• 요청 사항
아래 기록에서 "pine"라는 단어가 들어 있는 줄을 하나도 빠짐없이 그대로 옮겨 돌려주세요. 대문자와 소문자는 구분합니다.

• 발췌 데이터
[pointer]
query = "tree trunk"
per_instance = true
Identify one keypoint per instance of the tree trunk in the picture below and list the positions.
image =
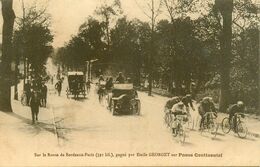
(16, 80)
(226, 8)
(5, 66)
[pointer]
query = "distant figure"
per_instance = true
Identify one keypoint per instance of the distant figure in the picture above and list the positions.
(58, 86)
(88, 84)
(101, 78)
(109, 84)
(34, 104)
(193, 90)
(27, 91)
(120, 78)
(44, 90)
(52, 80)
(233, 110)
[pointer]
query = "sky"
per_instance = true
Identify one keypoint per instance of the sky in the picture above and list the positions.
(68, 15)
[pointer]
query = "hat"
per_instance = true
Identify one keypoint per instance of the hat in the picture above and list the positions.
(240, 103)
(181, 104)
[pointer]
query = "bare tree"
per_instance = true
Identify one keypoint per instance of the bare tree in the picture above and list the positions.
(226, 8)
(180, 8)
(152, 11)
(5, 64)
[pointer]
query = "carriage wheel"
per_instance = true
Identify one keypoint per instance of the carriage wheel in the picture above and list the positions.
(182, 135)
(242, 130)
(225, 125)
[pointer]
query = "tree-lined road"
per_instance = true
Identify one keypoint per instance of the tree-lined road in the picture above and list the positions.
(87, 126)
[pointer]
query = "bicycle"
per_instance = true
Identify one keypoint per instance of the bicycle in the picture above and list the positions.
(240, 129)
(168, 117)
(209, 124)
(24, 99)
(179, 130)
(101, 95)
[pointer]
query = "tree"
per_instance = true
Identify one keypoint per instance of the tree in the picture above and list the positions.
(152, 12)
(130, 40)
(107, 12)
(225, 7)
(5, 64)
(33, 40)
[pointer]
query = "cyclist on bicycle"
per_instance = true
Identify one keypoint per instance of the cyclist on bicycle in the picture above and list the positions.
(170, 103)
(120, 78)
(233, 110)
(206, 106)
(101, 78)
(187, 101)
(178, 109)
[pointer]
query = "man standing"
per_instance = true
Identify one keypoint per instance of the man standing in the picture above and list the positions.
(58, 86)
(44, 90)
(34, 104)
(120, 78)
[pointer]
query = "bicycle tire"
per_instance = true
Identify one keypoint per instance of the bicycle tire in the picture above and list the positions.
(242, 130)
(182, 136)
(167, 120)
(225, 126)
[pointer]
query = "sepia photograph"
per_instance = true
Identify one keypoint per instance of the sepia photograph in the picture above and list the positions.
(129, 83)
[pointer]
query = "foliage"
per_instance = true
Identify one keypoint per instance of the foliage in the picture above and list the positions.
(33, 38)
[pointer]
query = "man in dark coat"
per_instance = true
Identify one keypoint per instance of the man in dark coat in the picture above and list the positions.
(120, 78)
(44, 90)
(34, 104)
(58, 86)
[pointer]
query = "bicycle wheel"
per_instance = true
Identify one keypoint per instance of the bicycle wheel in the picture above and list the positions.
(242, 130)
(24, 99)
(167, 120)
(213, 129)
(182, 135)
(225, 125)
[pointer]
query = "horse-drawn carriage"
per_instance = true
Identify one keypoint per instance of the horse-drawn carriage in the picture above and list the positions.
(76, 84)
(124, 100)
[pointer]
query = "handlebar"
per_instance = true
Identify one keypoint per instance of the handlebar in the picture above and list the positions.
(240, 114)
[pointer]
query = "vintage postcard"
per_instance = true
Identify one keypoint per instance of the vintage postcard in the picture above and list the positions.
(129, 83)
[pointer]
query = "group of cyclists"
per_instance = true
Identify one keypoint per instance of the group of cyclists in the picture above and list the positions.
(206, 109)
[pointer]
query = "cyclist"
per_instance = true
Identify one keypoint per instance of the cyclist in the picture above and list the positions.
(206, 105)
(187, 101)
(88, 85)
(170, 103)
(109, 85)
(120, 78)
(178, 109)
(101, 78)
(233, 110)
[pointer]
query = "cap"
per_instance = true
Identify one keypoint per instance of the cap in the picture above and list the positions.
(240, 103)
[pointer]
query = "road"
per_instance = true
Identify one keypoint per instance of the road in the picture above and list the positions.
(85, 126)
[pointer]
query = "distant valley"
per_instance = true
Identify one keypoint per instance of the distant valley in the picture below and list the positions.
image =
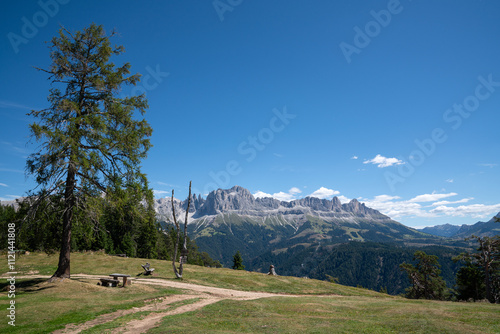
(316, 238)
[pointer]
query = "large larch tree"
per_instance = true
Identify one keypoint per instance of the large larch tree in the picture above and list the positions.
(90, 139)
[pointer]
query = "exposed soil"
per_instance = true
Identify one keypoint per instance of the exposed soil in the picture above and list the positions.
(205, 296)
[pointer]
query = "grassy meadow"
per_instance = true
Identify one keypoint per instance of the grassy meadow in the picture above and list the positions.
(321, 307)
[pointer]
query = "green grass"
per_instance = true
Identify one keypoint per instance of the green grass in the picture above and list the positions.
(43, 307)
(335, 315)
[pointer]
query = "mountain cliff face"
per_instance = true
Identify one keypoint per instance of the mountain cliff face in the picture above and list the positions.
(229, 220)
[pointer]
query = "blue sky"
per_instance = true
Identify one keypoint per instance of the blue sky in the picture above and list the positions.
(395, 103)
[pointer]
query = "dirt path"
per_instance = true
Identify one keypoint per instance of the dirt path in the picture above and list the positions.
(203, 295)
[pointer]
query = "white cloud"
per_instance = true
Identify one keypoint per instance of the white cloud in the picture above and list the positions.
(161, 192)
(343, 199)
(293, 193)
(383, 162)
(282, 196)
(464, 200)
(324, 193)
(390, 206)
(261, 194)
(430, 197)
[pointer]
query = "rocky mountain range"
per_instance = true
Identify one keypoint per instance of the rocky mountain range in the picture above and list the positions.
(229, 220)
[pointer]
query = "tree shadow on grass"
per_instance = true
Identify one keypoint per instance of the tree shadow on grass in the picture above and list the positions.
(26, 285)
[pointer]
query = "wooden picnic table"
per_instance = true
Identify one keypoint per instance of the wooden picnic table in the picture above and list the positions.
(124, 276)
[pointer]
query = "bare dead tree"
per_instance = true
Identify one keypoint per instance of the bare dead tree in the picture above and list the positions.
(184, 252)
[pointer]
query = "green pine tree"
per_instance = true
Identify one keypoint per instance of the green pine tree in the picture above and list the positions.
(90, 141)
(425, 278)
(238, 261)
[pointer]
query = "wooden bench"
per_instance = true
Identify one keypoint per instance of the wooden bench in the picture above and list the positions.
(125, 282)
(147, 269)
(109, 282)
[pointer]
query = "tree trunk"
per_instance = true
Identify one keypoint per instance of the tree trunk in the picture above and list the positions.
(63, 267)
(184, 251)
(176, 247)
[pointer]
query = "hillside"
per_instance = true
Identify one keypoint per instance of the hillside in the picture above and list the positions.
(219, 301)
(232, 219)
(489, 228)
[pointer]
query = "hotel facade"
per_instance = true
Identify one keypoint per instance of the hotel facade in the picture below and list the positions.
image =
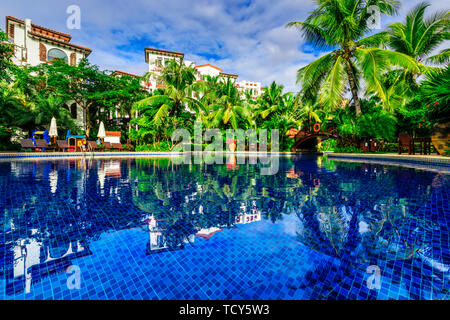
(34, 44)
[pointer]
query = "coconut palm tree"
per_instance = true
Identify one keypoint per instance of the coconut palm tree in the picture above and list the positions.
(418, 37)
(180, 85)
(271, 100)
(17, 111)
(341, 24)
(229, 109)
(52, 106)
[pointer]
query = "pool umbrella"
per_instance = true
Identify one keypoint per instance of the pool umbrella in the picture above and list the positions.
(53, 132)
(101, 131)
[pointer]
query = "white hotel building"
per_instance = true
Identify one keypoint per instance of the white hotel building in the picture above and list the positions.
(34, 44)
(156, 58)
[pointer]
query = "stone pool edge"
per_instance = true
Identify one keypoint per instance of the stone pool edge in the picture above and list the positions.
(399, 159)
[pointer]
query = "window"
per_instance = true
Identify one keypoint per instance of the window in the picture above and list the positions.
(56, 54)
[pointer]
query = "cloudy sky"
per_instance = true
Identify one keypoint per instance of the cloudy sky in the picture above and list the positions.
(240, 36)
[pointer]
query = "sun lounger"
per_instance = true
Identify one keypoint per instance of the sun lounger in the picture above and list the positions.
(62, 145)
(107, 145)
(27, 144)
(92, 146)
(43, 145)
(117, 146)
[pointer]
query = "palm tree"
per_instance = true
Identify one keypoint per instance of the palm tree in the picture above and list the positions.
(179, 80)
(341, 24)
(16, 110)
(52, 106)
(419, 37)
(229, 109)
(271, 100)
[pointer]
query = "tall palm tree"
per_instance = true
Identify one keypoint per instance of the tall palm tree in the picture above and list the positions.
(229, 109)
(180, 84)
(16, 109)
(418, 37)
(271, 100)
(52, 106)
(341, 24)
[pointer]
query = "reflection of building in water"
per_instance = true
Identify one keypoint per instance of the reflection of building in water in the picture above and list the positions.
(29, 260)
(108, 169)
(207, 233)
(53, 178)
(248, 216)
(159, 242)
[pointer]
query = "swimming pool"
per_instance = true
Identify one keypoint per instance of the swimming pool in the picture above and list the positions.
(153, 229)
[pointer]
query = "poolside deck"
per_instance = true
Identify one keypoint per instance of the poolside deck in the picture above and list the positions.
(425, 160)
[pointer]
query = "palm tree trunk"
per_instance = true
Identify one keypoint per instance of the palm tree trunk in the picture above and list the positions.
(352, 82)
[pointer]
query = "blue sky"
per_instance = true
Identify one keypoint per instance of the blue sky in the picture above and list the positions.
(240, 36)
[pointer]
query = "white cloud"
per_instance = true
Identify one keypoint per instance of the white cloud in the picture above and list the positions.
(240, 36)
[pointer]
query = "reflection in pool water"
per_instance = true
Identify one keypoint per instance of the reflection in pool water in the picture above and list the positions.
(155, 229)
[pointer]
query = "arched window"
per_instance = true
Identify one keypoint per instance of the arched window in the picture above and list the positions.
(56, 54)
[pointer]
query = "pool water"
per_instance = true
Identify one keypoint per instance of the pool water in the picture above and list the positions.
(151, 228)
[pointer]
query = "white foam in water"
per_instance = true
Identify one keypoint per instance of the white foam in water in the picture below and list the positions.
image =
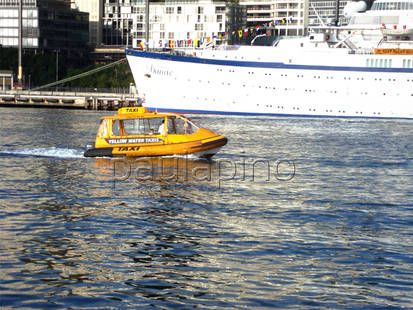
(46, 152)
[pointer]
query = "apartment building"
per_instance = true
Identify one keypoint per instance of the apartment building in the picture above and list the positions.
(326, 11)
(95, 10)
(47, 24)
(124, 21)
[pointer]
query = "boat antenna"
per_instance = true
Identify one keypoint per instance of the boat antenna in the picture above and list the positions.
(337, 13)
(318, 16)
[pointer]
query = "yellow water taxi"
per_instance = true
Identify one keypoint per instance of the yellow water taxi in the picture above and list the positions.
(136, 132)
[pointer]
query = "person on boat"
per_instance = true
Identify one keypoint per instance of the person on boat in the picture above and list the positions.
(161, 129)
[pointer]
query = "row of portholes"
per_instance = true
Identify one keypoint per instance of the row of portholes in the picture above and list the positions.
(317, 76)
(294, 108)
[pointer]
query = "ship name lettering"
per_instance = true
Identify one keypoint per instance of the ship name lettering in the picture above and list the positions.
(160, 71)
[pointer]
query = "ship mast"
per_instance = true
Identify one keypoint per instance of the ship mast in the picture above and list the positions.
(20, 43)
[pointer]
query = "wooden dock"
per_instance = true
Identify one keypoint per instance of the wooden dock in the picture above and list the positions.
(69, 100)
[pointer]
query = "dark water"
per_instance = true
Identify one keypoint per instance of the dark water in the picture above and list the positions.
(292, 213)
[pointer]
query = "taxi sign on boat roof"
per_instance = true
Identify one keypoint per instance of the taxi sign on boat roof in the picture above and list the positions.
(132, 110)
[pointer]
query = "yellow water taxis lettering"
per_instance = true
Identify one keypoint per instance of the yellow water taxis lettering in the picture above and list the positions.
(393, 51)
(129, 149)
(133, 140)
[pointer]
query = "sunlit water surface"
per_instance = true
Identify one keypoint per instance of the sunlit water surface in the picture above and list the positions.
(292, 213)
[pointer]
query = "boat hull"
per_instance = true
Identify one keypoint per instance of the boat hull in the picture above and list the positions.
(205, 85)
(201, 148)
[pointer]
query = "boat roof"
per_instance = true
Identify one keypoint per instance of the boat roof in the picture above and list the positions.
(138, 112)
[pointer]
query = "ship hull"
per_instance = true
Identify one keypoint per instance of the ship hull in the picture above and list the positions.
(315, 88)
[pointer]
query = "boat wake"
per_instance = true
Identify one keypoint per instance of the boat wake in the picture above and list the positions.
(44, 152)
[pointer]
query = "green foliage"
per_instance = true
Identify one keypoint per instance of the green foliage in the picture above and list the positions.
(119, 76)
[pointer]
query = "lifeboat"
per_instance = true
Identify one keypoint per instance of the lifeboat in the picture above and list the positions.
(136, 132)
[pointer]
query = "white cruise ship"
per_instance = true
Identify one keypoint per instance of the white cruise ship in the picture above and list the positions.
(364, 69)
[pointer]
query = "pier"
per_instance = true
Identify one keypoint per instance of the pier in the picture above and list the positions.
(70, 100)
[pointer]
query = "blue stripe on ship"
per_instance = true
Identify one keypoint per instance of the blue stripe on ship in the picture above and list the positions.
(257, 64)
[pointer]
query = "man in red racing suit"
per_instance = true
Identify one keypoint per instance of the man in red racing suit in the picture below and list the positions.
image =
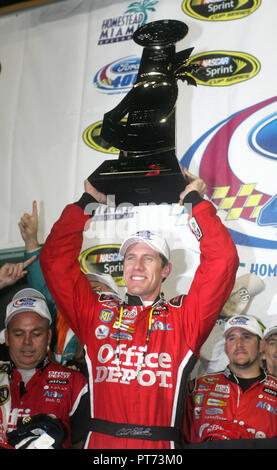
(134, 406)
(239, 402)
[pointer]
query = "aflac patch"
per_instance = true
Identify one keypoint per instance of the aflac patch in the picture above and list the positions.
(26, 302)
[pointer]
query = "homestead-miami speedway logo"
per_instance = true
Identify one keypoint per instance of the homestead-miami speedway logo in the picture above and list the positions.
(118, 76)
(237, 158)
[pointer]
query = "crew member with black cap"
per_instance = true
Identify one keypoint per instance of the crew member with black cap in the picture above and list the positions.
(239, 402)
(140, 352)
(269, 349)
(35, 385)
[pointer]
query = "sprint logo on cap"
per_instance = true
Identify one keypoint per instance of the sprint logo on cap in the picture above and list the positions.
(144, 234)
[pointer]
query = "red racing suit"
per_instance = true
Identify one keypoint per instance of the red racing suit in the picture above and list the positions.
(145, 411)
(53, 389)
(218, 408)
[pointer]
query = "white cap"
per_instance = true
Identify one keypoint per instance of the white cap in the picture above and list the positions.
(245, 322)
(271, 330)
(106, 279)
(245, 288)
(28, 300)
(152, 239)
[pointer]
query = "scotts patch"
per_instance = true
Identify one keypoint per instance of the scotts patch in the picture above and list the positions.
(92, 138)
(103, 259)
(224, 68)
(216, 10)
(117, 77)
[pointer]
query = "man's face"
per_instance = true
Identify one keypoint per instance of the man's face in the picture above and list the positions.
(270, 354)
(242, 348)
(143, 271)
(27, 337)
(98, 286)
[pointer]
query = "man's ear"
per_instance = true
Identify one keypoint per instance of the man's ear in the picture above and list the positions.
(6, 337)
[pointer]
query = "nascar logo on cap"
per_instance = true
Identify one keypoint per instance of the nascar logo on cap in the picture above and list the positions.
(27, 302)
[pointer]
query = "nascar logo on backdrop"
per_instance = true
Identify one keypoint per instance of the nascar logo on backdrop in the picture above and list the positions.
(103, 259)
(224, 68)
(118, 76)
(246, 193)
(216, 10)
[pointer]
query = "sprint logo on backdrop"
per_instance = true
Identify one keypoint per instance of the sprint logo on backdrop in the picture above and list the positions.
(121, 28)
(216, 10)
(224, 68)
(117, 77)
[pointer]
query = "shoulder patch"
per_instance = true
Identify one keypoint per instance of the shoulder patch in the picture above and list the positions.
(176, 301)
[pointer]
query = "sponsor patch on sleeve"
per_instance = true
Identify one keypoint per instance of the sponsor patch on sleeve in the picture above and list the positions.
(195, 228)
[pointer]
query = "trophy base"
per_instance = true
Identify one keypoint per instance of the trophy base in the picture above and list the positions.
(141, 180)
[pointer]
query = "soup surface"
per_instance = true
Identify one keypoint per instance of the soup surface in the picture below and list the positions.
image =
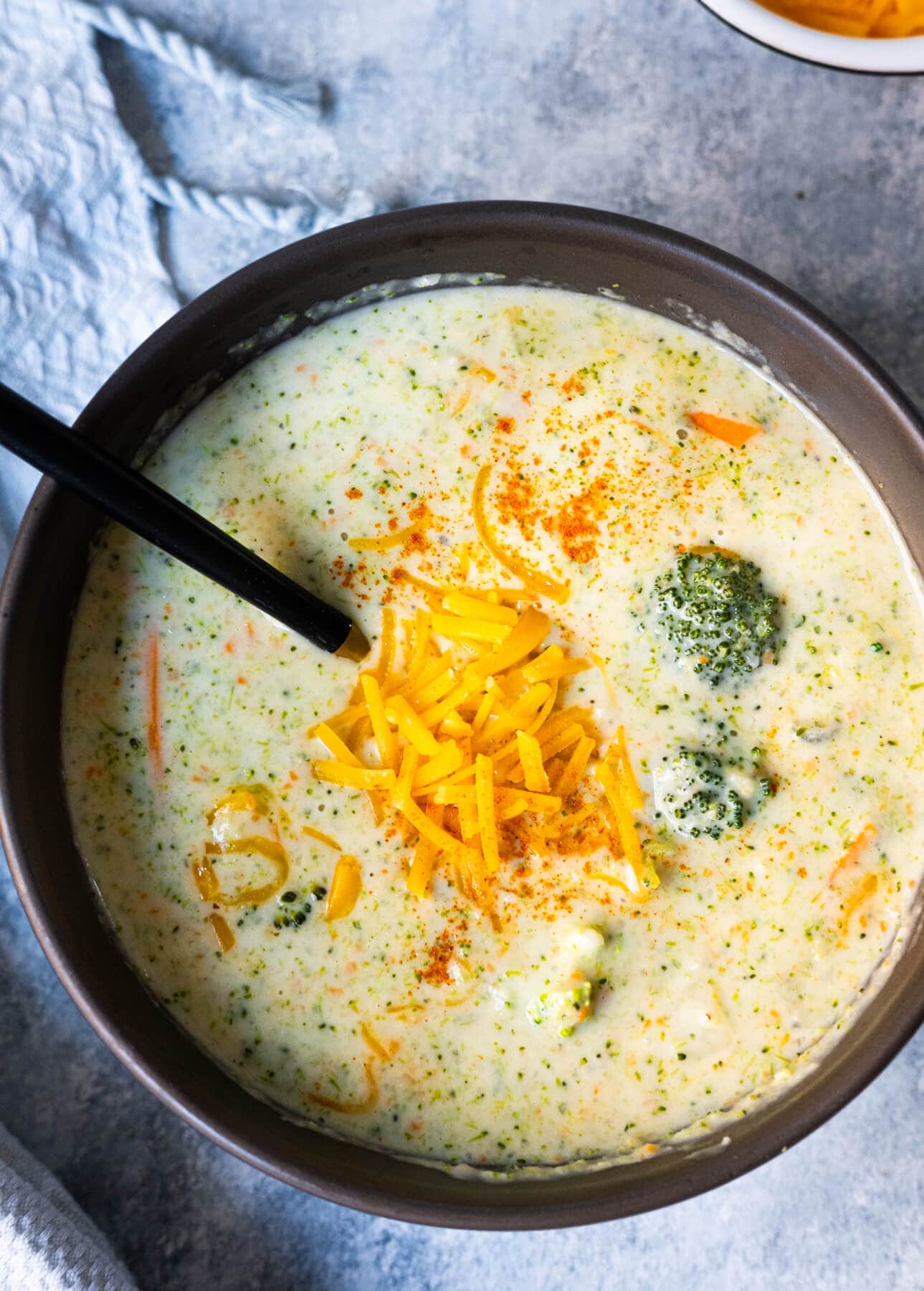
(573, 976)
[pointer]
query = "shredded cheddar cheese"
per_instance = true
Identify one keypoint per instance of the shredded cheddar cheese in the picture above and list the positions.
(475, 752)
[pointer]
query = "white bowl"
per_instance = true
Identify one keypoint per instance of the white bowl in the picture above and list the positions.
(900, 55)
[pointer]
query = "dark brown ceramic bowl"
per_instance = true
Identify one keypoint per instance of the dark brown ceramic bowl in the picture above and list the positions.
(191, 354)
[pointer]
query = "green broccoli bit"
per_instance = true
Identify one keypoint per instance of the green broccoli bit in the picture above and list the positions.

• 문제 풀이
query = "green pine tree"
Identify one keypoint per instance of the green pine tree in the picture above and list the positions.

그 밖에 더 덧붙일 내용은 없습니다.